▸ **Consigne**
Recopiez à l'identique les lignes allant de celle qui contient « of the black » jusqu'à celle qui contient « Target: black hose », ces deux lignes comprises.

▸ **Entrées fournies**
______________________________

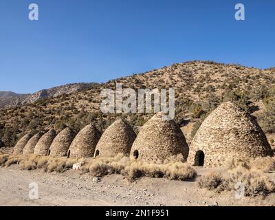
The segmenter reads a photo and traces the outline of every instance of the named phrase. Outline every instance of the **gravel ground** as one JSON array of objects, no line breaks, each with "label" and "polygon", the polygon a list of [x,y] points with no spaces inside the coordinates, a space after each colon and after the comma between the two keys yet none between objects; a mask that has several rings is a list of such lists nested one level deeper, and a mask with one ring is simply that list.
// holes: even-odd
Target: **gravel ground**
[{"label": "gravel ground", "polygon": [[[198,168],[199,175],[211,169]],[[273,174],[272,174],[272,177]],[[38,186],[38,199],[29,199],[30,183]],[[94,182],[89,174],[72,170],[45,173],[21,170],[17,165],[0,168],[0,206],[274,206],[275,196],[236,199],[234,192],[218,194],[199,189],[195,182],[144,177],[129,182],[111,175]]]}]

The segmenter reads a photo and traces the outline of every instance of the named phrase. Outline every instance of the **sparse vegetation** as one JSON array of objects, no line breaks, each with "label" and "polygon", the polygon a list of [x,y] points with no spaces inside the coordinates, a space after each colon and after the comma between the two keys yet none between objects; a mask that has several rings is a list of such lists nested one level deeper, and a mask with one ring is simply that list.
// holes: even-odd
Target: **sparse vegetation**
[{"label": "sparse vegetation", "polygon": [[[250,162],[249,167],[244,163],[234,162],[228,170],[230,176],[212,173],[201,177],[198,180],[200,188],[220,192],[235,190],[238,184],[244,186],[244,196],[265,195],[275,192],[275,183],[263,172],[274,169],[272,158],[261,158]],[[267,162],[267,164],[265,162]]]},{"label": "sparse vegetation", "polygon": [[89,172],[94,177],[117,173],[127,175],[133,181],[142,177],[166,177],[173,180],[193,180],[197,177],[194,168],[175,160],[165,164],[146,164],[140,160],[130,161],[129,157],[118,154],[113,157],[97,157],[83,166],[84,173]]}]

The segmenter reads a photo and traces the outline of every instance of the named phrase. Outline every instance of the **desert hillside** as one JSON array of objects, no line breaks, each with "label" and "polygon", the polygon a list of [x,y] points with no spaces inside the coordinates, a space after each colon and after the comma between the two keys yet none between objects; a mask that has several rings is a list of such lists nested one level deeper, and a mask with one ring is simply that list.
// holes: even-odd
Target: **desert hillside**
[{"label": "desert hillside", "polygon": [[[274,68],[260,69],[212,61],[192,61],[94,84],[70,93],[44,96],[41,91],[37,96],[42,96],[43,99],[34,96],[30,98],[31,102],[0,110],[1,144],[12,146],[27,131],[34,133],[52,128],[60,131],[72,126],[78,132],[91,122],[102,131],[120,116],[126,119],[138,132],[139,126],[152,114],[104,114],[100,111],[100,91],[104,88],[115,89],[117,82],[133,89],[175,89],[175,121],[189,141],[206,116],[221,102],[231,100],[256,117],[270,143],[274,142]],[[65,87],[63,91],[67,89]],[[20,100],[20,97],[16,98]]]},{"label": "desert hillside", "polygon": [[91,88],[95,83],[72,83],[42,89],[32,94],[19,94],[12,91],[0,91],[0,108],[8,108],[33,103],[38,100],[69,94]]}]

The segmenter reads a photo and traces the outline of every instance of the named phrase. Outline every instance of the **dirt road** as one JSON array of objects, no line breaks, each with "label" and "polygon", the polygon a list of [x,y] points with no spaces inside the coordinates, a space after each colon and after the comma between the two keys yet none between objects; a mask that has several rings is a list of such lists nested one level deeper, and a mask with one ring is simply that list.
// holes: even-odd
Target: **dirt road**
[{"label": "dirt road", "polygon": [[[199,174],[208,170],[199,170]],[[29,198],[30,183],[38,187],[38,199]],[[17,165],[0,168],[0,206],[274,206],[275,197],[236,199],[234,192],[217,194],[197,188],[195,182],[142,178],[129,182],[122,175],[99,182],[72,170],[45,173],[21,170]]]}]

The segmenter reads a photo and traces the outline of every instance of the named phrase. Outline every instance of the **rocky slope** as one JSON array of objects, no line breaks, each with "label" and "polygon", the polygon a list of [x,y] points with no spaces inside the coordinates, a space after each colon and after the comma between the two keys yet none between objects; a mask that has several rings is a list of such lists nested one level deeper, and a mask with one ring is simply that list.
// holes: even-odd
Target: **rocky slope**
[{"label": "rocky slope", "polygon": [[72,126],[78,132],[91,122],[102,132],[120,116],[138,131],[153,113],[106,114],[100,111],[102,89],[116,89],[118,82],[135,89],[175,89],[175,120],[188,142],[205,118],[220,103],[230,100],[256,116],[269,140],[274,142],[275,69],[212,61],[176,63],[63,95],[54,89],[50,93],[52,97],[47,98],[37,98],[47,97],[43,92],[29,96],[32,102],[26,103],[32,103],[0,109],[0,140],[6,146],[14,146],[27,131],[61,131]]},{"label": "rocky slope", "polygon": [[19,94],[12,91],[0,91],[0,108],[7,108],[33,103],[40,99],[69,94],[91,88],[95,83],[73,83],[47,89],[42,89],[32,94]]}]

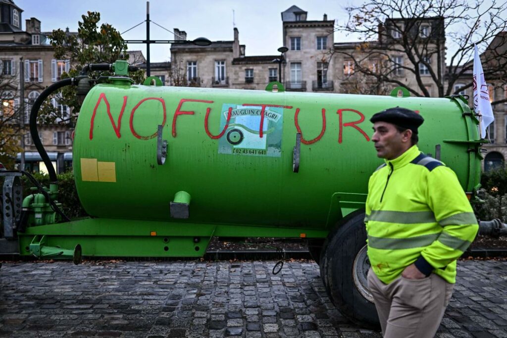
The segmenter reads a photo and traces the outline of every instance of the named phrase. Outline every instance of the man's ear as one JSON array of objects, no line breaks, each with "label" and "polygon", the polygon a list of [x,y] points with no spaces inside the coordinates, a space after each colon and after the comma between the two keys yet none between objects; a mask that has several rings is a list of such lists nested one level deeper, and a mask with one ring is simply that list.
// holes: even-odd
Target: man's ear
[{"label": "man's ear", "polygon": [[410,129],[407,129],[402,133],[402,141],[405,142],[410,142],[412,138],[412,131]]}]

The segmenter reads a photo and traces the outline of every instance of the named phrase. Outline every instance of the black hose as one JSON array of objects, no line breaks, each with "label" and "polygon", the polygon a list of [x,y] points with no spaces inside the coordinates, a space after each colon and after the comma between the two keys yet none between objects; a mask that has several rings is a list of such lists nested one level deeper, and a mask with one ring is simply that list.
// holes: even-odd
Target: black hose
[{"label": "black hose", "polygon": [[48,193],[48,192],[44,190],[44,187],[43,187],[42,185],[41,185],[37,180],[35,179],[35,177],[32,176],[31,174],[29,172],[24,171],[24,170],[20,170],[20,171],[23,175],[28,177],[28,179],[30,180],[32,183],[35,184],[35,186],[37,187],[37,190],[39,192],[43,195],[44,197],[46,198],[46,201],[49,203],[49,205],[51,207],[51,209],[53,209],[53,211],[59,214],[61,216],[62,218],[65,221],[70,221],[70,219],[67,217],[67,215],[63,213],[63,212],[59,208],[58,208],[58,206],[56,205],[56,203],[55,203],[54,201],[51,199],[51,198],[50,197],[49,194]]},{"label": "black hose", "polygon": [[49,159],[48,153],[46,153],[46,149],[44,149],[44,146],[42,145],[42,142],[41,142],[41,138],[39,137],[39,131],[37,130],[37,115],[39,114],[39,109],[41,108],[41,106],[42,105],[43,102],[44,102],[44,100],[58,89],[62,87],[71,85],[74,82],[74,78],[65,79],[60,80],[58,82],[55,82],[48,87],[41,93],[41,95],[35,100],[31,110],[30,111],[30,134],[33,140],[33,144],[35,145],[35,148],[37,148],[37,151],[39,152],[39,155],[41,155],[41,158],[48,169],[48,172],[49,174],[49,179],[52,183],[56,183],[58,180],[56,178],[56,173],[53,167],[53,164],[51,163],[51,160]]}]

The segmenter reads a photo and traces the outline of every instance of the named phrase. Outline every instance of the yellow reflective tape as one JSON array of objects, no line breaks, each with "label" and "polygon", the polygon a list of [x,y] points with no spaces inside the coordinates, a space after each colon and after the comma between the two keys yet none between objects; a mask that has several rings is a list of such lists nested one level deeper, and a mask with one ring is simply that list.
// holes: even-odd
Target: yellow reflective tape
[{"label": "yellow reflective tape", "polygon": [[97,159],[81,159],[81,179],[83,181],[97,182]]},{"label": "yellow reflective tape", "polygon": [[116,182],[116,167],[114,162],[97,162],[99,182]]}]

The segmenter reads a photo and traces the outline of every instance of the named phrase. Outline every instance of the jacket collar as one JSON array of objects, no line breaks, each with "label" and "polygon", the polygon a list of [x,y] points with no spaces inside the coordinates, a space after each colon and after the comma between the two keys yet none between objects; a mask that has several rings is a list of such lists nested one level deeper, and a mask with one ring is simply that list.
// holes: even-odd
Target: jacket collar
[{"label": "jacket collar", "polygon": [[384,161],[387,165],[392,166],[393,169],[397,169],[410,163],[414,159],[419,156],[421,152],[417,147],[417,145],[414,144],[394,160],[384,159]]}]

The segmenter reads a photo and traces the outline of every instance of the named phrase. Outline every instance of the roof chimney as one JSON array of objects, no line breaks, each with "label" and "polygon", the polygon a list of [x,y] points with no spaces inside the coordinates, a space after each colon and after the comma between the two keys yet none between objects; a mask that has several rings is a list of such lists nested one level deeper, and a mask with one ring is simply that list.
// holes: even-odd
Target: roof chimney
[{"label": "roof chimney", "polygon": [[29,34],[41,33],[41,21],[36,18],[30,18],[25,20],[26,32]]},{"label": "roof chimney", "polygon": [[241,51],[239,48],[239,31],[234,27],[234,43],[232,45],[233,57],[239,57]]},{"label": "roof chimney", "polygon": [[186,40],[187,32],[185,30],[180,30],[177,28],[173,28],[174,32],[175,40]]}]

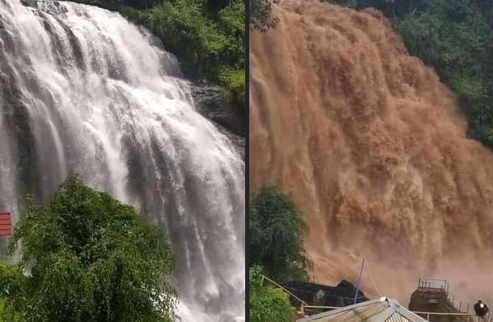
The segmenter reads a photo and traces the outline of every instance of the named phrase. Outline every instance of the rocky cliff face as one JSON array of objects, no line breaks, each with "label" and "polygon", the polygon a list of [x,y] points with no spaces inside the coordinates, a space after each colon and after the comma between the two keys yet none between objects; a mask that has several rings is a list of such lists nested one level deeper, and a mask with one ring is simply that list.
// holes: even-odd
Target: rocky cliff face
[{"label": "rocky cliff face", "polygon": [[493,154],[378,12],[285,0],[250,39],[250,184],[288,193],[315,280],[403,302],[420,275],[493,286]]}]

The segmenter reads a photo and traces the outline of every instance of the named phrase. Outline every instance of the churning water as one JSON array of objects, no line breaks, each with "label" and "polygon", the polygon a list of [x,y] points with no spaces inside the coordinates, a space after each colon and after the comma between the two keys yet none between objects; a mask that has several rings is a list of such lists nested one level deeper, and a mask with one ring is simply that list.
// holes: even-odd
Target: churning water
[{"label": "churning water", "polygon": [[184,321],[244,316],[244,164],[176,59],[119,14],[0,0],[0,209],[70,173],[163,227]]}]

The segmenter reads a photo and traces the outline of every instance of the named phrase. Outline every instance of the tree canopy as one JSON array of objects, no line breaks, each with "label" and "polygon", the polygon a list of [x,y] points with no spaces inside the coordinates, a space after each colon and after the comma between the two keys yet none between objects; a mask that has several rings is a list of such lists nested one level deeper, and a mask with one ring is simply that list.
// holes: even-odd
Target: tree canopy
[{"label": "tree canopy", "polygon": [[0,296],[23,321],[173,321],[170,245],[134,208],[70,177],[21,218],[9,246],[20,263],[0,270]]},{"label": "tree canopy", "polygon": [[287,322],[291,321],[289,296],[279,288],[264,284],[261,267],[250,267],[249,289],[251,322]]},{"label": "tree canopy", "polygon": [[294,203],[275,187],[263,188],[251,200],[250,264],[262,266],[277,282],[307,280],[307,227]]}]

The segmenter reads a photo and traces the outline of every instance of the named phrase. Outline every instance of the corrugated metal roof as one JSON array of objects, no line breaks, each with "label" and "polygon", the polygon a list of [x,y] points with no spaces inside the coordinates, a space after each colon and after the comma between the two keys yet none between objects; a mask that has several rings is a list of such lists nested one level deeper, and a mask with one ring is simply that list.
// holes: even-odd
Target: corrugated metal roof
[{"label": "corrugated metal roof", "polygon": [[426,322],[392,299],[381,297],[306,317],[297,322]]}]

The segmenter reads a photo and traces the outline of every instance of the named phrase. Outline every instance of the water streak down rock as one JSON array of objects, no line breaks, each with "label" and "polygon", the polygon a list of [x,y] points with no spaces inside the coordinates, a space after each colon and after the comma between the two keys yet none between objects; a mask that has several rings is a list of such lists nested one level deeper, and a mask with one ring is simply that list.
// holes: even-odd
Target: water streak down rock
[{"label": "water streak down rock", "polygon": [[299,206],[315,280],[354,281],[366,256],[370,295],[407,303],[435,275],[487,298],[493,154],[466,138],[451,92],[379,12],[284,0],[274,13],[250,38],[250,186]]},{"label": "water streak down rock", "polygon": [[244,317],[244,164],[176,58],[116,13],[30,5],[0,0],[0,209],[77,173],[166,230],[182,321]]}]

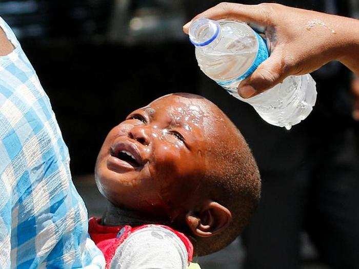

______________________________

▸ **Résultat attendu**
The segmenter reads a photo and traces the outline of every instance of the named phrase. Outline every instance of the black hose as one JSON array of objects, no line breaks, each with "label" and "polygon", the polygon a list of [x,y] points with no spaces inside the coordinates, a space after each colon and after the comma between the two keys yet none between objects; a mask that has several rings is a list of such lists nested one level deeper, and a mask with one ring is simply that list.
// holes: even-odd
Target: black hose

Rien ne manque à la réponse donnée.